THE DATA |
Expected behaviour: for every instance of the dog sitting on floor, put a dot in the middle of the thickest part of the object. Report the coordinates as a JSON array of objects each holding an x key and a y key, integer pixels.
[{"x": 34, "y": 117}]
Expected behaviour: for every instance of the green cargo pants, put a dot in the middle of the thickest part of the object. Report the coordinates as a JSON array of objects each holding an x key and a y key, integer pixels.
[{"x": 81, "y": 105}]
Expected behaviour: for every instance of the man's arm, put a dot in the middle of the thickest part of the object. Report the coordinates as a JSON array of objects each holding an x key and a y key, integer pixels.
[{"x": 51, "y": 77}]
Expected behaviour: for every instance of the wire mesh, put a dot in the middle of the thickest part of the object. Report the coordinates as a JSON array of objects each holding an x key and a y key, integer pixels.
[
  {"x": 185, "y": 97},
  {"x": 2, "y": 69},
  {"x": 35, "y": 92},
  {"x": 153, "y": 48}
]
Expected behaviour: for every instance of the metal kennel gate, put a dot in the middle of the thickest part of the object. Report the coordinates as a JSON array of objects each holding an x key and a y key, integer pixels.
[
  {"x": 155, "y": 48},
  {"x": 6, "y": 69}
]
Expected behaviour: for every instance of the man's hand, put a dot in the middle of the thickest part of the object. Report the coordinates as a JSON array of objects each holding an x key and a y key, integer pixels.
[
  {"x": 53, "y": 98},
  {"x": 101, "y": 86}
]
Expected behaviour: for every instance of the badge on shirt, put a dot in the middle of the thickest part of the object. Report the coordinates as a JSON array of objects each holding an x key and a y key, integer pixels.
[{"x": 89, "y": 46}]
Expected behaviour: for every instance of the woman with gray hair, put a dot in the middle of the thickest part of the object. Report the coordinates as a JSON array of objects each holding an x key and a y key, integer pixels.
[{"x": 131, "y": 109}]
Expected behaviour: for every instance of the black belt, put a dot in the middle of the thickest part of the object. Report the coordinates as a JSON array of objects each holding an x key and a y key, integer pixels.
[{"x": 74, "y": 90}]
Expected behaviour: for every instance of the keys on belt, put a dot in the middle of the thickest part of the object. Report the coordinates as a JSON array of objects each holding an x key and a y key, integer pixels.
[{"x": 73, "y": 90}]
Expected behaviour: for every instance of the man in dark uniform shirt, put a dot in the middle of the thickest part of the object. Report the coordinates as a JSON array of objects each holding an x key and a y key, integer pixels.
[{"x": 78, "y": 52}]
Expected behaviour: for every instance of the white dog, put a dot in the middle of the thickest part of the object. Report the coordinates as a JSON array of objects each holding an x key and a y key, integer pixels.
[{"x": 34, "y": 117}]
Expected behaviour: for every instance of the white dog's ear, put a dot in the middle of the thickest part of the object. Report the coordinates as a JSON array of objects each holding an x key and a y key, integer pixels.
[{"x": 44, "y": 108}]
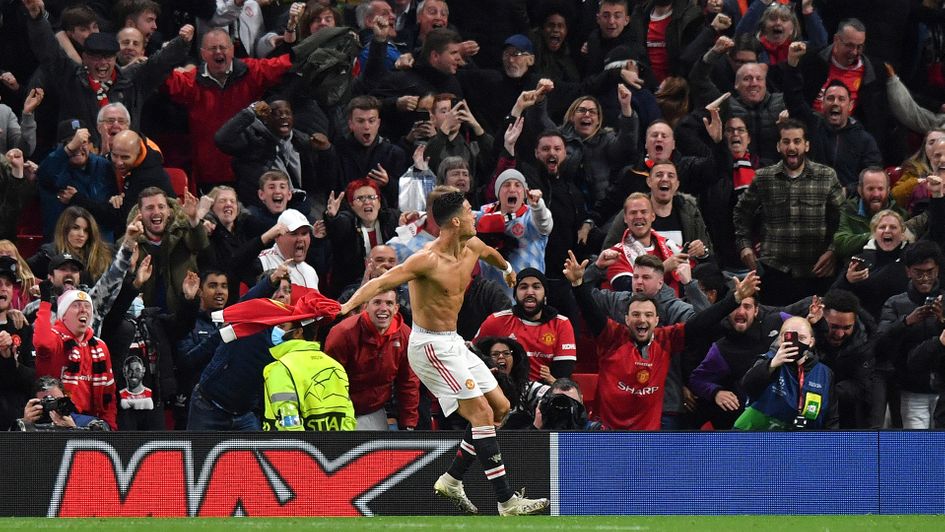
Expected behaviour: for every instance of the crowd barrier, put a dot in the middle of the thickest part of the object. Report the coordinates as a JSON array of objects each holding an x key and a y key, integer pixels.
[{"x": 176, "y": 474}]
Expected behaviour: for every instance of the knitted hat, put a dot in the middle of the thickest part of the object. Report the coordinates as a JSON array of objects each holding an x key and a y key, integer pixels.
[
  {"x": 71, "y": 296},
  {"x": 511, "y": 173},
  {"x": 532, "y": 272}
]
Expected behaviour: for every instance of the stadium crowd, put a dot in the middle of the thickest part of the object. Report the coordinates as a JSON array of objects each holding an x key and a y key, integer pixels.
[{"x": 721, "y": 213}]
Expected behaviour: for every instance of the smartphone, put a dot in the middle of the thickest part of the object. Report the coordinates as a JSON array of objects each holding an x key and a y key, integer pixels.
[
  {"x": 860, "y": 263},
  {"x": 790, "y": 337}
]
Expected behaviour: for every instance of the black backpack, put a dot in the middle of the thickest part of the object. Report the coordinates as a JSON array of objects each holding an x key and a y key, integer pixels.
[{"x": 324, "y": 60}]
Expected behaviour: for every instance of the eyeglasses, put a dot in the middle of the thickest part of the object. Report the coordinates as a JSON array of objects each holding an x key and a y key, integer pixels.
[
  {"x": 851, "y": 46},
  {"x": 512, "y": 52},
  {"x": 925, "y": 274}
]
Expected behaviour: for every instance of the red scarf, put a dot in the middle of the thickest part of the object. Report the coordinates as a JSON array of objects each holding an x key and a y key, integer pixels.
[
  {"x": 776, "y": 53},
  {"x": 101, "y": 88}
]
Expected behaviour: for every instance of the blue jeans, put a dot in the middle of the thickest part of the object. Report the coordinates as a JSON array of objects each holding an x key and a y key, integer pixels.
[{"x": 204, "y": 415}]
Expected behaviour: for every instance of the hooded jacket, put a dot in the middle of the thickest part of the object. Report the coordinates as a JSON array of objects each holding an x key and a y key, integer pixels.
[{"x": 374, "y": 361}]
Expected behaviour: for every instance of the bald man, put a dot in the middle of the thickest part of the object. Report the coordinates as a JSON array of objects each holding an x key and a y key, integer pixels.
[
  {"x": 789, "y": 388},
  {"x": 130, "y": 47},
  {"x": 135, "y": 167}
]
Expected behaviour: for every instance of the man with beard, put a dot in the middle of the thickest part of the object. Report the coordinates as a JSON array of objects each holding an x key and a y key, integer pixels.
[
  {"x": 16, "y": 348},
  {"x": 843, "y": 60},
  {"x": 362, "y": 153},
  {"x": 354, "y": 231},
  {"x": 381, "y": 258},
  {"x": 837, "y": 139},
  {"x": 173, "y": 236},
  {"x": 291, "y": 249},
  {"x": 548, "y": 337},
  {"x": 908, "y": 320},
  {"x": 565, "y": 200},
  {"x": 70, "y": 350},
  {"x": 747, "y": 331},
  {"x": 735, "y": 167},
  {"x": 553, "y": 59},
  {"x": 665, "y": 28},
  {"x": 636, "y": 355},
  {"x": 694, "y": 173},
  {"x": 798, "y": 203},
  {"x": 64, "y": 271},
  {"x": 516, "y": 76},
  {"x": 855, "y": 215},
  {"x": 263, "y": 137},
  {"x": 372, "y": 347},
  {"x": 519, "y": 223},
  {"x": 130, "y": 47},
  {"x": 640, "y": 239},
  {"x": 845, "y": 345}
]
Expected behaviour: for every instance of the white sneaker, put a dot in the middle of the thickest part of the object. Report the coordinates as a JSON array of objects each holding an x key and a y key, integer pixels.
[
  {"x": 519, "y": 505},
  {"x": 453, "y": 490}
]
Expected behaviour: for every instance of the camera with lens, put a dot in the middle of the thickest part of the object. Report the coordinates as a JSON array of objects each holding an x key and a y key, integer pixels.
[
  {"x": 801, "y": 423},
  {"x": 61, "y": 405},
  {"x": 561, "y": 412}
]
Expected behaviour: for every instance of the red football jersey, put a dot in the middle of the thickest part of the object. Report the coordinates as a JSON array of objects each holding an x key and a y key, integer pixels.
[
  {"x": 630, "y": 386},
  {"x": 544, "y": 342}
]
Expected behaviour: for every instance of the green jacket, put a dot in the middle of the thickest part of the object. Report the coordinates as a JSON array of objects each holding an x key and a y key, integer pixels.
[
  {"x": 854, "y": 230},
  {"x": 305, "y": 389}
]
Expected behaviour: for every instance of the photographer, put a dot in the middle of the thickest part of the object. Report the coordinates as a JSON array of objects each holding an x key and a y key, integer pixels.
[
  {"x": 51, "y": 408},
  {"x": 789, "y": 388},
  {"x": 562, "y": 408}
]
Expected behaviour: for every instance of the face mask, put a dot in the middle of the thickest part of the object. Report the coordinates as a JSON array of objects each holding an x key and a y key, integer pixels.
[{"x": 277, "y": 336}]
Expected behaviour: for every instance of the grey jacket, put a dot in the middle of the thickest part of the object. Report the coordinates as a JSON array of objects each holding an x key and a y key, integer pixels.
[{"x": 103, "y": 294}]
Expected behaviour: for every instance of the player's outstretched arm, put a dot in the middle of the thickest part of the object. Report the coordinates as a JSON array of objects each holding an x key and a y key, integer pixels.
[
  {"x": 493, "y": 257},
  {"x": 410, "y": 269}
]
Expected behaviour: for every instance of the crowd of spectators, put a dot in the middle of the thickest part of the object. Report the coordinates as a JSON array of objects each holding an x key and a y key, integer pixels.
[{"x": 722, "y": 213}]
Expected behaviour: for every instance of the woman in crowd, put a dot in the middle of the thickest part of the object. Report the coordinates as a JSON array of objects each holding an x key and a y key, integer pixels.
[
  {"x": 76, "y": 233},
  {"x": 916, "y": 167},
  {"x": 24, "y": 276},
  {"x": 510, "y": 364},
  {"x": 877, "y": 273}
]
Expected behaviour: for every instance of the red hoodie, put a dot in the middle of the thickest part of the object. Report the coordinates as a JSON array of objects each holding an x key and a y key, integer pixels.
[
  {"x": 83, "y": 364},
  {"x": 374, "y": 361}
]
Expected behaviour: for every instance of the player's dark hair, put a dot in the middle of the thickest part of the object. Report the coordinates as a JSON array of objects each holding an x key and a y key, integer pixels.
[
  {"x": 640, "y": 297},
  {"x": 650, "y": 261},
  {"x": 792, "y": 123},
  {"x": 447, "y": 206}
]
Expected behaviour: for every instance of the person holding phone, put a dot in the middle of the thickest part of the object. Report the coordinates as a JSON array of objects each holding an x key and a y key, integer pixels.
[{"x": 789, "y": 388}]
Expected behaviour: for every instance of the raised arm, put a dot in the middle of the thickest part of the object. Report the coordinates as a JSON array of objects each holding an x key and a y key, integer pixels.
[{"x": 494, "y": 258}]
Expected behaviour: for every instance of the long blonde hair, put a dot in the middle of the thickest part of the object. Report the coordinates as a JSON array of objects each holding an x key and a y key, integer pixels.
[
  {"x": 95, "y": 253},
  {"x": 24, "y": 273}
]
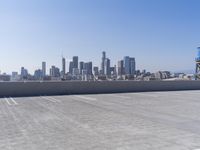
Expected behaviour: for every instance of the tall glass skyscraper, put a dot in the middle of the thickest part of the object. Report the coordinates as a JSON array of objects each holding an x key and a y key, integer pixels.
[
  {"x": 43, "y": 69},
  {"x": 103, "y": 63}
]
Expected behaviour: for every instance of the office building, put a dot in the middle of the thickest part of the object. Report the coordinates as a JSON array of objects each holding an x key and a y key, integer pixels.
[
  {"x": 24, "y": 73},
  {"x": 75, "y": 62},
  {"x": 81, "y": 66},
  {"x": 129, "y": 65},
  {"x": 43, "y": 69},
  {"x": 96, "y": 71},
  {"x": 54, "y": 72},
  {"x": 63, "y": 66},
  {"x": 107, "y": 71},
  {"x": 70, "y": 67},
  {"x": 120, "y": 69},
  {"x": 132, "y": 66},
  {"x": 88, "y": 67},
  {"x": 103, "y": 63},
  {"x": 38, "y": 74}
]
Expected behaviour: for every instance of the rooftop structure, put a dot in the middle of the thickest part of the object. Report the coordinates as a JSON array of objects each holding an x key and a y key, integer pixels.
[{"x": 132, "y": 121}]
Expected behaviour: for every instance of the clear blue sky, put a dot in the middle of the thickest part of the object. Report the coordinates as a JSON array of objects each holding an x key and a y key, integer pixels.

ABOUT THIS TASK | Take the line that contains "Expected behaviour: for every instance of the office" and every line after it to the end of the entries above, and reproduce them exactly.

YOUR SOLUTION |
Expected behaviour: for every instance of the office building, put a dot in the middle of the thickest part of the object. Report the coordinates as a JSON array of objects each holding an x key and a y key, integer pixels.
[
  {"x": 24, "y": 73},
  {"x": 75, "y": 62},
  {"x": 81, "y": 66},
  {"x": 129, "y": 65},
  {"x": 43, "y": 69},
  {"x": 96, "y": 71},
  {"x": 54, "y": 72},
  {"x": 63, "y": 66},
  {"x": 107, "y": 71},
  {"x": 70, "y": 67},
  {"x": 120, "y": 69},
  {"x": 132, "y": 66},
  {"x": 88, "y": 67},
  {"x": 103, "y": 63},
  {"x": 38, "y": 74}
]
Expected behaviour: for every instance of the rooftop structure, put a dot in the middle of the thickest part of the object. Report the coordinates as a JSON array of objects each holding an x key and a y key, integer pixels.
[{"x": 132, "y": 121}]
Expected behaviour: for every instance of the clear blue sky, put a dot in the middle of the thickest part of the object. Report the coordinates as a JSON array of objects each holding an x key and a y key, integer pixels.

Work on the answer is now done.